• **WRITTEN TASK 1**
Decide whether each statement below agrees with the forum post about an irreversible adiabatic expansion. Answer yes or no for each, and quote the words from the forum post that settle it.
(a) The poster is already stuck on the first of the problem's three questions.
(b) In the poster's version of the problem, the external pressure drops instantly.
(c) With friction removed, a piston with mass would stop oscillating after a few cycles.
• **WRITTEN TASK 2**
In the forum post about an irreversible adiabatic expansion, find the part that opens with the words "However, I don't" and closes with "keep going indefinitely.". Write out that part word for word.

- #1

Juanda

- 333

- 114

- TL;DR Summary
- A different thread was posted and I couldn't understand it. I was recommended to open a new thread to keep the original one on track.

Last month @Chestermiller opened the thread: Focus Problem for Entropy Change in Irreversible Adiabatic Process.

I couldn't wrap my head around something apparently simple but the thread was not about that so I was instructed to open a new thread to discuss it separately and keep the original thread on track.

I owned this thread to Chestermiller for a while now and finally, I have the chance to open it.

I'll copy and paste the same problem statement only changing the instant drop in external pressure with the piston being released from some braking system which is easier for me to visualize and I believe should have the same consequences.

So the problem has 3 questions (a, b, and c) although I'm already stuck in the first one. Mathematically I think I can find the state 1 (##P_1##, ##T_1## and ##V_1##) when the external and internal pressures are the same (##P_0## expands towards ##P_1##) using the adiabatic process relation because it's an adiabatic system so it should be an adiabatic expansion and the ideal gas law.

$$P_0V_0^\gamma=P_1V_1^\gamma \rightarrow V_1=e^\frac{\ln \frac{P_0V_0^\gamma}{P_1}}{\gamma} \tag{1}$$

$$P_1V_1=mRT_1 \rightarrow T_1 = \frac{P_1V_1}{mR} \tag{2}$$

But I don't see how the system can be in equilibrium when it reaches that point.

The way I see it, the work done by the adiabatic expansion of the gas inside the piston must be equal to the work done in the isobaric compression of the gas outside the piston because energy has no other place to go since heat transfer is not allowed (adiabatic system) and any other path for energy has been restricted (frictionless, massless, etc.).

The gas inside the piston will expand until its pressure levels with the outside pressure (P0→P1).

The energy required for such expansion would come from the internal energy of the gas inside the piston which can be expressed as a function of temperature (ideal gas).

However, I don't see how those two Works (adiabatic expansion in the piston and isobaric expansion outside) can be the same.

I'd need to include something else. For example, if the piston had mass, the difference in Works would be absorbed as kinetic energy of the piston and would be ##K_p = W_1-W_2##. In that case, the piston would reach the equilibrium point with non-zero velocity so it would overshoot and an oscillating movement would start. With friction being removed from the problem as the statement declares, the oscillation would keep going indefinitely.

This differs a lot when compared with what was done in the original thread. For example, Vanhees71 used the thermal energy in the gas to match the isobaric compression of the outside gas but I don't understand why it's possible to do that if it's been established that the piston undergoes an adiabatic expansion.

PS: On a little unrelated note. I have trouble understanding the units in equation ##(1)##. On the left side, we have units for volume ##[m^3]## as expected but on the right side, after doing some simplifications I arrive at ##[m^3]^\gamma##. Is that OK? I don't see how ##[m^3]=[m^3]^\gamma##. I am aware of \gamma being unitless but still has an impact on the equation.

I couldn't wrap my head around something apparently simple but the thread was not about that so I was instructed to open a new thread to discuss it separately and keep the original thread on track.

I owned this thread to Chestermiller for a while now and finally, I have the chance to open it.

I'll copy and paste the same problem statement only changing the instant drop in external pressure with the piston being released from some braking system which is easier for me to visualize and I believe should have the same consequences.

• **PROVIDED DATA**

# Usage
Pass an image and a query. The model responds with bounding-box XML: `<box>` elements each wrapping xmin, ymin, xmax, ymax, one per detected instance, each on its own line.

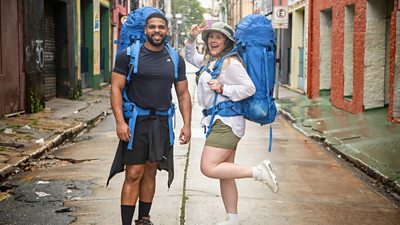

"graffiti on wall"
<box><xmin>25</xmin><ymin>40</ymin><xmax>44</xmax><ymax>71</ymax></box>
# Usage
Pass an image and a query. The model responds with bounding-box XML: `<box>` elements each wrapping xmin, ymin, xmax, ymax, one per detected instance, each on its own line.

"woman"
<box><xmin>185</xmin><ymin>22</ymin><xmax>279</xmax><ymax>225</ymax></box>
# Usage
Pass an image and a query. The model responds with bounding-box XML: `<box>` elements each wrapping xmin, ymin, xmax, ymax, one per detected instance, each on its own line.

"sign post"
<box><xmin>272</xmin><ymin>0</ymin><xmax>289</xmax><ymax>99</ymax></box>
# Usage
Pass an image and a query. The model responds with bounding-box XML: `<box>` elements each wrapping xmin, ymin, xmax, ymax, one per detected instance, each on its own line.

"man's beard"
<box><xmin>146</xmin><ymin>34</ymin><xmax>166</xmax><ymax>47</ymax></box>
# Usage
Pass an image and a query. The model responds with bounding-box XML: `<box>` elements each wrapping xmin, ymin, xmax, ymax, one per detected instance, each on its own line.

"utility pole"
<box><xmin>272</xmin><ymin>0</ymin><xmax>289</xmax><ymax>99</ymax></box>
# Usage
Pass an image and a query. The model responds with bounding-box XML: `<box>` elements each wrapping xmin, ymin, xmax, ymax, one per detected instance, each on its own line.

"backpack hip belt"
<box><xmin>122</xmin><ymin>90</ymin><xmax>175</xmax><ymax>151</ymax></box>
<box><xmin>202</xmin><ymin>101</ymin><xmax>242</xmax><ymax>117</ymax></box>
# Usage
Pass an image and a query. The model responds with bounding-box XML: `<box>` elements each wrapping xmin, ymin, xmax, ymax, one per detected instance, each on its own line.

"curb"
<box><xmin>278</xmin><ymin>108</ymin><xmax>400</xmax><ymax>194</ymax></box>
<box><xmin>0</xmin><ymin>111</ymin><xmax>108</xmax><ymax>181</ymax></box>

• **EXERCISE SOLUTION 1**
(a) Yes: "So the problem has 3 questions (a, b, and c) although I'm already stuck in the first one."
(b) No: "only changing the instant drop in external pressure with the piston being released from some braking system"
(c) No: "With friction being removed from the problem as the statement declares, the oscillation would keep going indefinitely."

• **EXERCISE SOLUTION 2**
However, I don't see how those two Works (adiabatic expansion in the piston and isobaric expansion outside) can be the same.

I'd need to include something else. For example, if the piston had mass, the difference in Works would be absorbed as kinetic energy of the piston and would be ##K_p = W_1-W_2##. In that case, the piston would reach the equilibrium point with non-zero velocity so it would overshoot and an oscillating movement would start. With friction being removed from the problem as the statement declares, the oscillation would keep going indefinitely.